-- The request --
Copy the line with "the black t-shirt." and all lines following it through the last line of the entries, exactly as written.

-- Information given --
>> begin
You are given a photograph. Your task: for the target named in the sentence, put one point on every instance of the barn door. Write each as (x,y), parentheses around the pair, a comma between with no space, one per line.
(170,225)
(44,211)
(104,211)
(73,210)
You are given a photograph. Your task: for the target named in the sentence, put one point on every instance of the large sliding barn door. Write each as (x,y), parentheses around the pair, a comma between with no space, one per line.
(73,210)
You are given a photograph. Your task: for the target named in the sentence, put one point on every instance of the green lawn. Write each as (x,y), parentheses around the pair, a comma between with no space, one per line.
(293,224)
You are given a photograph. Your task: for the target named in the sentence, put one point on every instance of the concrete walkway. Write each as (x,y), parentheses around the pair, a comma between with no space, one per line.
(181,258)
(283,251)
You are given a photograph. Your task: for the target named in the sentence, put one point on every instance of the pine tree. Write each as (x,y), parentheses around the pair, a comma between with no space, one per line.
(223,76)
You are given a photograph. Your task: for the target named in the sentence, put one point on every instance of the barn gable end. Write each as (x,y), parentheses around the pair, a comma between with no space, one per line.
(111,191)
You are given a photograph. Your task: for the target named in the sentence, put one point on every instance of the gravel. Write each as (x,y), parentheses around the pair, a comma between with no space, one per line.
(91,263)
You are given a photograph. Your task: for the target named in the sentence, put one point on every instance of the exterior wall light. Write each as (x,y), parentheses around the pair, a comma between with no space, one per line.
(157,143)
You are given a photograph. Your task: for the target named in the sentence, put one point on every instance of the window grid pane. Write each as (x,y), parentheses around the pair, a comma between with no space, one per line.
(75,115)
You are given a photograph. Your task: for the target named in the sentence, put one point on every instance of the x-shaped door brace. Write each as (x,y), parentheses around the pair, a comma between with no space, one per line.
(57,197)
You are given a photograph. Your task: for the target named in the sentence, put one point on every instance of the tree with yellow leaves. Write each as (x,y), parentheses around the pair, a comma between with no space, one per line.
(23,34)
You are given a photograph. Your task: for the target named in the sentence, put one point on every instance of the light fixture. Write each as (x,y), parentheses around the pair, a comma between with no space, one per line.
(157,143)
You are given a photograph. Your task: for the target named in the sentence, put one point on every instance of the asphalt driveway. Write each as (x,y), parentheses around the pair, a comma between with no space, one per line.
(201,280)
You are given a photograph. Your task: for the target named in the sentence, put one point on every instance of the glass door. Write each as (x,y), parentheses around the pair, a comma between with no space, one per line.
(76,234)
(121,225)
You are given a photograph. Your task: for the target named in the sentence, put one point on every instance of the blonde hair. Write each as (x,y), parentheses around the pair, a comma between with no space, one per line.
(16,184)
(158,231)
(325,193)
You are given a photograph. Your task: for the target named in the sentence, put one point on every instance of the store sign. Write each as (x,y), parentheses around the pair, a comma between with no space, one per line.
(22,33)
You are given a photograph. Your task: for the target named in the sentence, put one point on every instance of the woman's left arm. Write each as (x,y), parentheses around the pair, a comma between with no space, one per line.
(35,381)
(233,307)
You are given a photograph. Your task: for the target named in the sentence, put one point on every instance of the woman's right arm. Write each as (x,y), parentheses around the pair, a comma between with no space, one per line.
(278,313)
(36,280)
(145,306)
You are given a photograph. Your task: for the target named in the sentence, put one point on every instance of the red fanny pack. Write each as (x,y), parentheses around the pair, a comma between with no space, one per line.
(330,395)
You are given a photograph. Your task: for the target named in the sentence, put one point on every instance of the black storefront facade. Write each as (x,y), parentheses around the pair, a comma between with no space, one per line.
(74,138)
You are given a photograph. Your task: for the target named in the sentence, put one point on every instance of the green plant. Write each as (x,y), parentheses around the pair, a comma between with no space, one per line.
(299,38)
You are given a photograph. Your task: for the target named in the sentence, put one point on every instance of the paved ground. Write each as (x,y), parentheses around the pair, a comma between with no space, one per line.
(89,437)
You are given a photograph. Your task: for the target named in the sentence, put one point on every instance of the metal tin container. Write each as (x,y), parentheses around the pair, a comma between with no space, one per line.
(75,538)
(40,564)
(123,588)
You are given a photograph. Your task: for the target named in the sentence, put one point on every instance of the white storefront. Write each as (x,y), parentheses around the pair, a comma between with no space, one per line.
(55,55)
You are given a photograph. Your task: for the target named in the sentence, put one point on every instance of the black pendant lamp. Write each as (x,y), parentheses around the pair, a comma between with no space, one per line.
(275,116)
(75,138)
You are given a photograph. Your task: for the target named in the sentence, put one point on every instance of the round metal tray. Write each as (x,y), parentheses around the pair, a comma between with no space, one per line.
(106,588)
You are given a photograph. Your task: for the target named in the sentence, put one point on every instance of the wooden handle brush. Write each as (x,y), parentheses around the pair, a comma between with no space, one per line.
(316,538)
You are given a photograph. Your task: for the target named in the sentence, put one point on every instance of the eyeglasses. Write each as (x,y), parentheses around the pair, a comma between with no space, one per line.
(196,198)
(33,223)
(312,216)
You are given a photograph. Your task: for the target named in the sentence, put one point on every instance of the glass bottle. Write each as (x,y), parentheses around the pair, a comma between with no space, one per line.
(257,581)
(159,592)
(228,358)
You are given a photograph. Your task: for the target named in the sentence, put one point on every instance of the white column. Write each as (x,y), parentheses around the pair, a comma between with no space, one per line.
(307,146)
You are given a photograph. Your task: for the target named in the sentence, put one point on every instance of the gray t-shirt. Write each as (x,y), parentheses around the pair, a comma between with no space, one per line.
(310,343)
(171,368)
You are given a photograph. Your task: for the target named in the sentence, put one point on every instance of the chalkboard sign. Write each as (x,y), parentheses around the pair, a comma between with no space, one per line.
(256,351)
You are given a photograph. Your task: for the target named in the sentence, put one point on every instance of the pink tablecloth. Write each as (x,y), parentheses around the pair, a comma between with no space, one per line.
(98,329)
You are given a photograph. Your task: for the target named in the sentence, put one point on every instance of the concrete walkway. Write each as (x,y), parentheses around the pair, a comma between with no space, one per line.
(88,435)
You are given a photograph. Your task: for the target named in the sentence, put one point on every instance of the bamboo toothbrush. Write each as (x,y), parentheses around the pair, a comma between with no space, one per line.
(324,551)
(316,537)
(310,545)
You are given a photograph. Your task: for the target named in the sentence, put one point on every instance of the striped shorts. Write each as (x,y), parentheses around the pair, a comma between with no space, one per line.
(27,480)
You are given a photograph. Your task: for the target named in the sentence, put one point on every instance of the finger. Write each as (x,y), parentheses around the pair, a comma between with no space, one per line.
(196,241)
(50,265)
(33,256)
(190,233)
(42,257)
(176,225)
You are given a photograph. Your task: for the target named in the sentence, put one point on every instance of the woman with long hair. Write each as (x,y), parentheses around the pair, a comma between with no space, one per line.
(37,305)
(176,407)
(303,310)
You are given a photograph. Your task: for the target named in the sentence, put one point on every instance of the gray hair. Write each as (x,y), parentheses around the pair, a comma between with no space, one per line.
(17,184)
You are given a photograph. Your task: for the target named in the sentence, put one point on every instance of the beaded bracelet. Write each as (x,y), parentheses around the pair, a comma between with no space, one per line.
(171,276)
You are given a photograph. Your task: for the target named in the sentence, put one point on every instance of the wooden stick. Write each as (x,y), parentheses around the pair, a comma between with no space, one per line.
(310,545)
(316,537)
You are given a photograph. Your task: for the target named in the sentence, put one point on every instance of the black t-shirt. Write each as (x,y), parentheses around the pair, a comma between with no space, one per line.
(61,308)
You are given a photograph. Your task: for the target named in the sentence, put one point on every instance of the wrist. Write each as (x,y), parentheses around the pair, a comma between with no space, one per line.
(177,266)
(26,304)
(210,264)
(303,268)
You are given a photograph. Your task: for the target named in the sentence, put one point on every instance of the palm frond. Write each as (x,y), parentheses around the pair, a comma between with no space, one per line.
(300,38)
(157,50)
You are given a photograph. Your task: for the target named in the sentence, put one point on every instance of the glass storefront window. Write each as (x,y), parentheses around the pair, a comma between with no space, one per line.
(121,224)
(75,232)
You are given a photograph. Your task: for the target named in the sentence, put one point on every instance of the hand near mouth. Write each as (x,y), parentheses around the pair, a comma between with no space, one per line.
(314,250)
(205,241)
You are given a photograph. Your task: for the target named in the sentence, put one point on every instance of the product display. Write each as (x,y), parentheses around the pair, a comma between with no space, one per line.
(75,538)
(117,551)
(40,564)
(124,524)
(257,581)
>> end
-- Result of the exercise --
You are given a photograph. Your task: for the target named in the sentence, put one point on every instance of the black t-shirt. Write each as (x,y), parentheses around the pair, a comma between with no space, one per line.
(61,308)
You are given a photograph. Your task: for the target named in the sentence, put one point on every instance of the wrist. Write each as (x,y), parentheses around the pair, a comma between with no space, one per line.
(177,266)
(26,304)
(210,264)
(303,268)
You are given a photograph. Your task: for the target named in the sentence, put one point on every instance of the palm frond. Write each as (x,y), parentheses around the pair, a comma between with no space, one per line.
(300,38)
(157,50)
You are given a photograph. Your task: for the target named in the sentence, put one point on every instance of the glass storefront window. Write each as (x,y), parentheses around the pair, a comma between with no space, one per line.
(121,224)
(75,232)
You are given a photograph. Your task: for the target named in the sentence, put one point on every instance of the hand near mouth. Write each as (x,y), parentheses around the pair, a comma between with no space, one per line.
(314,250)
(205,241)
You are given a photograph. Your task: for the target named in the sentence, put one point on every instance of the product display. Write each as (x,y), parentheses around the pair, a comma between with no space, one per line.
(75,538)
(117,551)
(40,564)
(124,524)
(257,581)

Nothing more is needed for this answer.